● **Given records**
# # # # #

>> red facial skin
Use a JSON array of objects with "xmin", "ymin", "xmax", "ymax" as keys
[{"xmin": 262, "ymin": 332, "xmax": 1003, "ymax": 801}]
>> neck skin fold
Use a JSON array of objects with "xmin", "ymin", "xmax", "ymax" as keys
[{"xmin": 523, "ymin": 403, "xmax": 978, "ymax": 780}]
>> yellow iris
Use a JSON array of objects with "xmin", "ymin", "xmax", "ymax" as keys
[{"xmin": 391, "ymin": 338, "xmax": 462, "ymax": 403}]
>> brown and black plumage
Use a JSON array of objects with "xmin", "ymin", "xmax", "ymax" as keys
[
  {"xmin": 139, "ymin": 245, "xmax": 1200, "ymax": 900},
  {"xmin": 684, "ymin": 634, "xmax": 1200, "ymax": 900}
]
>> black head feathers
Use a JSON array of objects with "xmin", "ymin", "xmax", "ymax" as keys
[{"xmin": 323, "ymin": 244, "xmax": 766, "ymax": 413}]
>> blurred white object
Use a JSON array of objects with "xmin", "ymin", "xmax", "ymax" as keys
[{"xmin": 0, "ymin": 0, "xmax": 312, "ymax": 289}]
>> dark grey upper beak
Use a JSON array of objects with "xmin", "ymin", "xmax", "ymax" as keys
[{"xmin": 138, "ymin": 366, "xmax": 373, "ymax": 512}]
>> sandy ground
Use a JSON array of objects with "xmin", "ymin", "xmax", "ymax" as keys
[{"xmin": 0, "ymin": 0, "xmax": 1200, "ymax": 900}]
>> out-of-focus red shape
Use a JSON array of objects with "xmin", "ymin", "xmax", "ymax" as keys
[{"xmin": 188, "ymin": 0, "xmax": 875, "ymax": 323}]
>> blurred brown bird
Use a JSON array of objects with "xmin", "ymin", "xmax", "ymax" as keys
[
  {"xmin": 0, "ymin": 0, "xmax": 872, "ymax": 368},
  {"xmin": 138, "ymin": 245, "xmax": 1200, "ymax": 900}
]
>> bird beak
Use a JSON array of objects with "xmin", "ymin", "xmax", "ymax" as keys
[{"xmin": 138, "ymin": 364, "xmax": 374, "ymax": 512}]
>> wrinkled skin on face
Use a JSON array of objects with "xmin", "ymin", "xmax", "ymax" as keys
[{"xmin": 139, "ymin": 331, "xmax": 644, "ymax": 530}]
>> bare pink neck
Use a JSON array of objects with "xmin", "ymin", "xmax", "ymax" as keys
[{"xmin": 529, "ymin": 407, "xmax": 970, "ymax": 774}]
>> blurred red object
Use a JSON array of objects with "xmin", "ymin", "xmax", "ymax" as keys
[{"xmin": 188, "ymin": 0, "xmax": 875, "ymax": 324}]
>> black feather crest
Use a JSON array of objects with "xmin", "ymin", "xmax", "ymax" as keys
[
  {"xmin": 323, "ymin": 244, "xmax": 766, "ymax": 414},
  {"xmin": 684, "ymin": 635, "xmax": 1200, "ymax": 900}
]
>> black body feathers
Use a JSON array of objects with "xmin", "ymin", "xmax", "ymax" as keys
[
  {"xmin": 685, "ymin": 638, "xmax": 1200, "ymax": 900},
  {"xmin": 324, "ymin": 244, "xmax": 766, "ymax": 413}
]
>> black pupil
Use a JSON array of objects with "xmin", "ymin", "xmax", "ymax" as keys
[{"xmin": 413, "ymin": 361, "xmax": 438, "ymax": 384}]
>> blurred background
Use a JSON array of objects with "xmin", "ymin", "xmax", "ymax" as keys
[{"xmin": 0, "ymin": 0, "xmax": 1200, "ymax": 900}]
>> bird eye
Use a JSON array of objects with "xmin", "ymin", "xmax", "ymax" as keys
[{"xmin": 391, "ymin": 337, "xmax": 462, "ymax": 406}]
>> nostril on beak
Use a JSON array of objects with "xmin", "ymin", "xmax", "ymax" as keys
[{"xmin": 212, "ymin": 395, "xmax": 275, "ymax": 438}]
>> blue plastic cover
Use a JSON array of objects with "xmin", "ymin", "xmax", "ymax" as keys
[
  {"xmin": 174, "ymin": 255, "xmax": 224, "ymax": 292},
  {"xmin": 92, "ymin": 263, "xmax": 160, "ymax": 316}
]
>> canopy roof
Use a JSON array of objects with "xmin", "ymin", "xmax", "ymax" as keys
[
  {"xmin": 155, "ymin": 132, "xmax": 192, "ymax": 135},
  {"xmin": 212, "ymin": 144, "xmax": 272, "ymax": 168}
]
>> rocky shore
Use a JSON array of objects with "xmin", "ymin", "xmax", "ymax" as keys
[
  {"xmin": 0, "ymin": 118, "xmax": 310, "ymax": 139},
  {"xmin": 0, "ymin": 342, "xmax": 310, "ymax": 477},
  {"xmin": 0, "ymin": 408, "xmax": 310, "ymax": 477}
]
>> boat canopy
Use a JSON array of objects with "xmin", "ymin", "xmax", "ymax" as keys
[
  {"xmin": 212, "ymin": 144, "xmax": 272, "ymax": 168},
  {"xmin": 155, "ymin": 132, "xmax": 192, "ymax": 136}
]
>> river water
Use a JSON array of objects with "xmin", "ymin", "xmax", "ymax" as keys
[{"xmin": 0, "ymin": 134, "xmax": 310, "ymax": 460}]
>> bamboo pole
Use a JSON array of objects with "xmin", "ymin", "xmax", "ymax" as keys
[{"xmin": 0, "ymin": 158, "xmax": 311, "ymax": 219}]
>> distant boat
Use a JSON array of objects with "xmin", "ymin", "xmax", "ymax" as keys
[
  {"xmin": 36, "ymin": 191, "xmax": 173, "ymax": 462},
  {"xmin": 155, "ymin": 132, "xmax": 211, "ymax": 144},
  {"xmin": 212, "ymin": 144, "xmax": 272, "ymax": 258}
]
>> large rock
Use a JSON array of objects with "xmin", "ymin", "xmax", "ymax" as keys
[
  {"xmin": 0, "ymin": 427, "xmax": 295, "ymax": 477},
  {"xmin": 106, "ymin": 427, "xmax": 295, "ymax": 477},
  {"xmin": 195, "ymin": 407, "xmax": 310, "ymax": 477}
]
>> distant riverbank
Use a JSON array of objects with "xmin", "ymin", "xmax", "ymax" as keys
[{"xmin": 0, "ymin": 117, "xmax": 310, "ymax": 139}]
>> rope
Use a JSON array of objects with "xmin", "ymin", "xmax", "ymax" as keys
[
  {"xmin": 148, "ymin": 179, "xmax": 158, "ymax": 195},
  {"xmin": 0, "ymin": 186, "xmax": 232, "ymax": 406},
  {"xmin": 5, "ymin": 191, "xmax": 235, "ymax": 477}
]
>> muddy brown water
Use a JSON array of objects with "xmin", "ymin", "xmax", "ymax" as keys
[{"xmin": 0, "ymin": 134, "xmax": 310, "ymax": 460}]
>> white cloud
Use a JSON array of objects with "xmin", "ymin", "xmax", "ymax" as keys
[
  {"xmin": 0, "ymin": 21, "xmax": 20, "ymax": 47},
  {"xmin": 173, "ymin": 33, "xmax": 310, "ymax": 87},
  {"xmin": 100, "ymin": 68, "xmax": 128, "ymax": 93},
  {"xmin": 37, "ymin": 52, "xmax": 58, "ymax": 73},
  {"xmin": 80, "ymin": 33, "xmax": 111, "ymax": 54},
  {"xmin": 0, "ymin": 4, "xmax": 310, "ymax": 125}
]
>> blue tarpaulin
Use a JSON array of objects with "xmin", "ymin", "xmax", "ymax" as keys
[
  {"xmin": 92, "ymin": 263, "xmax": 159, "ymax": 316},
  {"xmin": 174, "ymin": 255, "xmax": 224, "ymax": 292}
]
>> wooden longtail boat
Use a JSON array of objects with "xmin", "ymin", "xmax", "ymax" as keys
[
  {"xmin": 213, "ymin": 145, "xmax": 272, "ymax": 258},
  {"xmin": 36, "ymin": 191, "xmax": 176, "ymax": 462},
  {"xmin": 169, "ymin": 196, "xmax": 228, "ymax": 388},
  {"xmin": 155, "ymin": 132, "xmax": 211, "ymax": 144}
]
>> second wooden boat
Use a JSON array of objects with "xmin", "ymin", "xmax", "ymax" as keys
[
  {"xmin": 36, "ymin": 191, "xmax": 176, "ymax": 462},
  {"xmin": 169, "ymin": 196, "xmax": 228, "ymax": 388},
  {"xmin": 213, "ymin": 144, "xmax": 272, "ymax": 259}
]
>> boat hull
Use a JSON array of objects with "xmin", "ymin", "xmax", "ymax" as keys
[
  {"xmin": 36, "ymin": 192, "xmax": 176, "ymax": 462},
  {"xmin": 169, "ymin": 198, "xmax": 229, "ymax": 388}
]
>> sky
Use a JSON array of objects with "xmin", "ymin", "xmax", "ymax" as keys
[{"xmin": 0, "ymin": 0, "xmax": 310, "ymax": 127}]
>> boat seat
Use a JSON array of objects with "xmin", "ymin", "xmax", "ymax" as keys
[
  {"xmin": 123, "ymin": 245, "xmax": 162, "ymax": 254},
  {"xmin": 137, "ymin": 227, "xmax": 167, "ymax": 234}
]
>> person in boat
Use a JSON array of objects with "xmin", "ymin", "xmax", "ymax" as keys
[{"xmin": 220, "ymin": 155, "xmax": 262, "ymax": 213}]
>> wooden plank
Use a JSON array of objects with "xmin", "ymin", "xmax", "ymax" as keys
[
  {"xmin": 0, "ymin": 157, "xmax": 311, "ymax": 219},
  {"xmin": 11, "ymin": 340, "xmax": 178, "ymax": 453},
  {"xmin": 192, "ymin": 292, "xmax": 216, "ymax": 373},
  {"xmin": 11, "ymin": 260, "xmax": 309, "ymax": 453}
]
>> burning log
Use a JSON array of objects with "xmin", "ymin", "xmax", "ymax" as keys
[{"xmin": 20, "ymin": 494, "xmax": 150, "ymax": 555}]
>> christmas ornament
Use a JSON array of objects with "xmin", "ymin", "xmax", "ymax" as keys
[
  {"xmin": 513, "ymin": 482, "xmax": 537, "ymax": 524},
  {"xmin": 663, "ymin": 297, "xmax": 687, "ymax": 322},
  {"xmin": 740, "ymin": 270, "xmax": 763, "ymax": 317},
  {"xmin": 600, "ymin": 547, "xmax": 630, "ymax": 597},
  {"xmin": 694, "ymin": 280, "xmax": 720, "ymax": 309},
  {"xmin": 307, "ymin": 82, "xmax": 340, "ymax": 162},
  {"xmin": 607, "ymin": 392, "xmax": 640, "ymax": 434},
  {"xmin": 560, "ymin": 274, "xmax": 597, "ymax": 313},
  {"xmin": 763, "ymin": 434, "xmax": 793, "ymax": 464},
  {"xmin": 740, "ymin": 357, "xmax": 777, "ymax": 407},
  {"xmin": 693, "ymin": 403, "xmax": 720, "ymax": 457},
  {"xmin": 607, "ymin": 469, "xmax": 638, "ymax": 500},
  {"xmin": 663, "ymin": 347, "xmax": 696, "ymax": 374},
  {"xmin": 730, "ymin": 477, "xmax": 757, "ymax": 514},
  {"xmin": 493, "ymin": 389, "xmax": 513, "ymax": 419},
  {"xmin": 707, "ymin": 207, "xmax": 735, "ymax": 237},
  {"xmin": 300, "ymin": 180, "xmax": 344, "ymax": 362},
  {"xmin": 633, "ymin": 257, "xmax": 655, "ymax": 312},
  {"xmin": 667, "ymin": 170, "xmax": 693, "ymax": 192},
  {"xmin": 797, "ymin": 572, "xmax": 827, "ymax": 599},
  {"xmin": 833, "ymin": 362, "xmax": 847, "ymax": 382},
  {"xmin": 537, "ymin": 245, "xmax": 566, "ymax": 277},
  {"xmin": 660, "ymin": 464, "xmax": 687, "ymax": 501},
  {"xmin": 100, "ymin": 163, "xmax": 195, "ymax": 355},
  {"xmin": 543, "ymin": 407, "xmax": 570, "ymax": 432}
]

# # # # #

● **Exercise details**
Gather every line of the material above that contains the word "brown".

● **Task answer**
>> brown and black plumage
>> blurred brown bird
>> muddy brown water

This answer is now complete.